> **Required work**: Begin with the line holding "drop a point: the steps" and write out each following line to the end of the data, exactly. Pictures are left out.
━━ Stored records
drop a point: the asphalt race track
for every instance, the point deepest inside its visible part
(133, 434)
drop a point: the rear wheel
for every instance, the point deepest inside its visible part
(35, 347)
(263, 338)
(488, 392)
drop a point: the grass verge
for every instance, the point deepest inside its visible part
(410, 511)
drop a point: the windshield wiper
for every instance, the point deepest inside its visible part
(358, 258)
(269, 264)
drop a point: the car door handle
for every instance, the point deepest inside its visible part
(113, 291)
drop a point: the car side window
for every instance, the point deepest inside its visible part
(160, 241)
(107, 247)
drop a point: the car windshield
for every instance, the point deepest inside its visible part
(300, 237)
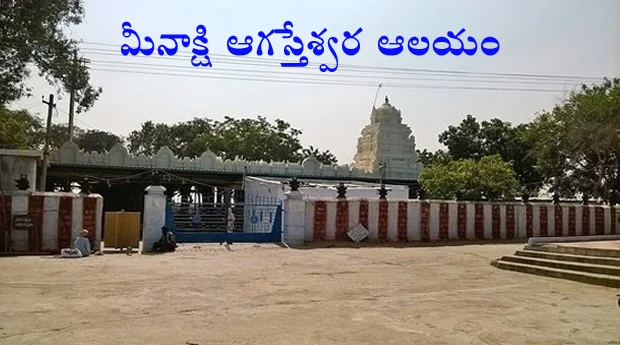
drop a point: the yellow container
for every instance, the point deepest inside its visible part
(122, 229)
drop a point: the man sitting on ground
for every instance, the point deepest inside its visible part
(81, 247)
(166, 243)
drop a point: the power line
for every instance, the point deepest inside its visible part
(319, 82)
(383, 68)
(254, 72)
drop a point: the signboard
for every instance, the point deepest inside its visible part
(22, 222)
(254, 219)
(358, 233)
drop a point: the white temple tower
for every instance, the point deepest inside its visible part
(387, 141)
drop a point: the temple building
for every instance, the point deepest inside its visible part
(387, 142)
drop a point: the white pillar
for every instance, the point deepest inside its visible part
(19, 238)
(294, 218)
(154, 216)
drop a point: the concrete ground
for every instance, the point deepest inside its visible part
(251, 294)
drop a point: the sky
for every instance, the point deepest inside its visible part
(574, 38)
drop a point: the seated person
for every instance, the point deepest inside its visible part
(82, 243)
(166, 243)
(81, 247)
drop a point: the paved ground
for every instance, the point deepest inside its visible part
(272, 295)
(615, 245)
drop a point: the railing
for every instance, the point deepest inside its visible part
(207, 222)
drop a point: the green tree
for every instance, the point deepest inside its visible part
(249, 139)
(324, 157)
(489, 178)
(150, 138)
(98, 141)
(577, 144)
(19, 129)
(428, 157)
(33, 33)
(473, 140)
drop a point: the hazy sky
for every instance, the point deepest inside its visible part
(551, 37)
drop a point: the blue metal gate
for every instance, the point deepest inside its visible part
(207, 222)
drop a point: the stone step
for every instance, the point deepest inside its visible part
(583, 277)
(565, 265)
(596, 260)
(574, 250)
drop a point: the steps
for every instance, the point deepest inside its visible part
(596, 266)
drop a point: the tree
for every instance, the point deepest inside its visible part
(96, 141)
(325, 157)
(150, 138)
(489, 178)
(249, 139)
(19, 129)
(33, 33)
(427, 157)
(577, 144)
(473, 140)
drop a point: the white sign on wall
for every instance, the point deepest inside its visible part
(358, 233)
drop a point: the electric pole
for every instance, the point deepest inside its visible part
(46, 146)
(72, 87)
(72, 94)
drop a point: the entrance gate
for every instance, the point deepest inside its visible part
(206, 222)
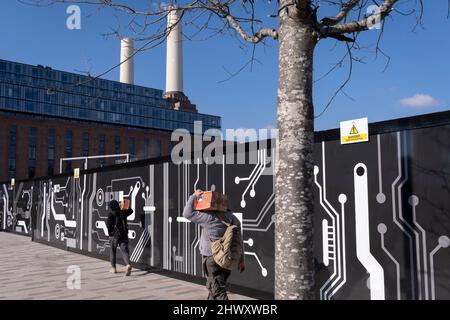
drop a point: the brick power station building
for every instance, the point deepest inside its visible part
(48, 114)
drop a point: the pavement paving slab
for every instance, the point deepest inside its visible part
(34, 271)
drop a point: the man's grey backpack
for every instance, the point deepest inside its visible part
(227, 251)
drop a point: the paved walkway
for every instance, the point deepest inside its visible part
(31, 270)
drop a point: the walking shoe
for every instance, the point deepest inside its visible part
(128, 270)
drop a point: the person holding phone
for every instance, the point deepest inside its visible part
(213, 229)
(118, 233)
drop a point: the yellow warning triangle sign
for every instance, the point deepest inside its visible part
(353, 130)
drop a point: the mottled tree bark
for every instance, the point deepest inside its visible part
(294, 262)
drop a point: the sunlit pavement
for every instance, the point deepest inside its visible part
(31, 270)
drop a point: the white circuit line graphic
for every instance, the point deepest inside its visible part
(443, 242)
(382, 229)
(331, 233)
(375, 270)
(254, 176)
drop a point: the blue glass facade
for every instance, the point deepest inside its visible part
(47, 92)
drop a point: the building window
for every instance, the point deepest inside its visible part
(12, 151)
(146, 153)
(51, 151)
(117, 144)
(131, 147)
(68, 150)
(101, 148)
(85, 144)
(158, 148)
(32, 153)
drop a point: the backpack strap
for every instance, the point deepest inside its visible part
(221, 217)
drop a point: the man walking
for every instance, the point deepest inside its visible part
(213, 228)
(118, 235)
━━━━
> **Output for this task**:
drop a point: the steps
for every instance, the point deepest inside its visible part
(596, 266)
drop a point: the tree
for every instance, the point deepest inside its visible part
(96, 141)
(325, 157)
(150, 138)
(489, 178)
(249, 139)
(19, 129)
(33, 33)
(427, 157)
(577, 144)
(473, 140)
drop a point: the white sign on wall
for every instance, the point deepest inside its visible part
(358, 233)
drop a point: the electric pole
for every instance, the point deepest inside its visible part
(46, 146)
(72, 87)
(72, 94)
drop a point: the entrance gate
for every instance, the point deepest inside its visible part
(206, 222)
drop a point: the brick power station building
for every instance, the point deepest inside its visible part
(48, 114)
drop a point: the pavement paving slab
for every instance, the point deepest inside its visible part
(34, 271)
drop a point: the man's grey backpack
for every instance, the point deepest inside its visible part
(227, 251)
drop a point: the paved walkway
for every instance, the point deepest inside its visible part
(31, 270)
drop a point: the walking shoe
for every instance, the point deepest inside its visible part
(128, 270)
drop a point: the person holding phone
for every instance, the point deepest inside its visible part
(213, 229)
(118, 233)
drop a point: the yellow warning triangle sign
for every instance, the point deepest inside its visible part
(353, 130)
drop a point: the mottled tree bark
for every instance, the point deepest inside its visible part
(294, 262)
drop a point: the sunlit pavement
for every instance, the point deepest inside its visible part
(31, 270)
drop a point: the white circuit line graphic
for every instance, the point deepest inside its visible part
(443, 242)
(382, 229)
(331, 233)
(375, 270)
(254, 176)
drop a point: the blue glass facade
for every instance, the point deepest inside its visible part
(47, 92)
drop a point: the building window
for every instance, the point deepest inside its visible part
(12, 151)
(146, 153)
(51, 151)
(117, 144)
(131, 147)
(68, 150)
(101, 148)
(85, 144)
(158, 148)
(32, 153)
drop a point: the backpack strap
for every instance, the point deepest inside its visible part
(221, 217)
drop a point: the man walking
for every instance, the point deepest inside its visible part
(213, 228)
(118, 235)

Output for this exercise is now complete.